=== What is being asked ===
Word for word, restate the lines of the material below from its first line through the one containing "Please place a dot on the suit". Omit the rest.

----- Excerpted records -----

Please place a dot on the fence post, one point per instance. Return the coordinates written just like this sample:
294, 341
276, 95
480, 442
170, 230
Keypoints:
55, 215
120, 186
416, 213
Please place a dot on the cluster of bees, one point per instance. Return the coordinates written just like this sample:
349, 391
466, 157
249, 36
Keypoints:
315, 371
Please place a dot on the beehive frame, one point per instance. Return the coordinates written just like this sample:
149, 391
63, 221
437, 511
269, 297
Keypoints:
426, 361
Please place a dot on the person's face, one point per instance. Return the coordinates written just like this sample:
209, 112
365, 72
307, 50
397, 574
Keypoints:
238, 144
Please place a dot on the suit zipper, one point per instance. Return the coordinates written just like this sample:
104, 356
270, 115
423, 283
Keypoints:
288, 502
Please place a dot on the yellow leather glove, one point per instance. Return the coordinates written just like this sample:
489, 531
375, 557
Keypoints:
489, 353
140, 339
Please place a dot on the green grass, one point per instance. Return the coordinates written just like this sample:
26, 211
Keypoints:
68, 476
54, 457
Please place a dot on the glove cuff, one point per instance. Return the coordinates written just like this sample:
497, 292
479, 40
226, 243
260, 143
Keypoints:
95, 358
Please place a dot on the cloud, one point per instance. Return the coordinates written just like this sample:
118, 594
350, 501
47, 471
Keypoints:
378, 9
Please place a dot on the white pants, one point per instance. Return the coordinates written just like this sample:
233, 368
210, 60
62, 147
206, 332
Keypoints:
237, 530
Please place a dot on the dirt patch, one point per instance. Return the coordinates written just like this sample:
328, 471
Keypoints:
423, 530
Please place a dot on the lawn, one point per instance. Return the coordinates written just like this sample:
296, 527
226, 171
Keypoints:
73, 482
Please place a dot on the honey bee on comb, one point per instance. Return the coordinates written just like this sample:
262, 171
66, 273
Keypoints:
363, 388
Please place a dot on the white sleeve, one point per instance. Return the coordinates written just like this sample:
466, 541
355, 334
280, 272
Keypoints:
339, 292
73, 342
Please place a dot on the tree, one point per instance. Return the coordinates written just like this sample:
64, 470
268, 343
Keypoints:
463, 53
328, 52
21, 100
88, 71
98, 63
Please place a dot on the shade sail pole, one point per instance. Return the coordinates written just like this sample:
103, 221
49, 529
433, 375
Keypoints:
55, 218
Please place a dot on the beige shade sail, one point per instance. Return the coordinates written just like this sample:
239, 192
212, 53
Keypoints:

-----

=== Written response ===
Please place a dot on the fence post, one point per instance. Return the coordinates written just like this sample:
294, 341
276, 95
480, 442
170, 230
Keypoints:
55, 215
120, 186
416, 213
Please place a dot on the cluster of bees, one point per instance. Return the coordinates written just like this sample:
349, 391
466, 157
249, 36
Keypoints:
315, 371
Please place a dot on the beehive frame, one point per instance. Return the coordinates written just like this sample:
149, 391
63, 221
437, 511
269, 297
Keypoints:
426, 361
Please place a dot on the person's face, one point per instance. Return the coordinates written just like this sample:
209, 112
365, 72
307, 50
397, 574
Keypoints:
238, 144
Please place a dot on the suit zipper, one point per instance. Return the coordinates written just like this sample:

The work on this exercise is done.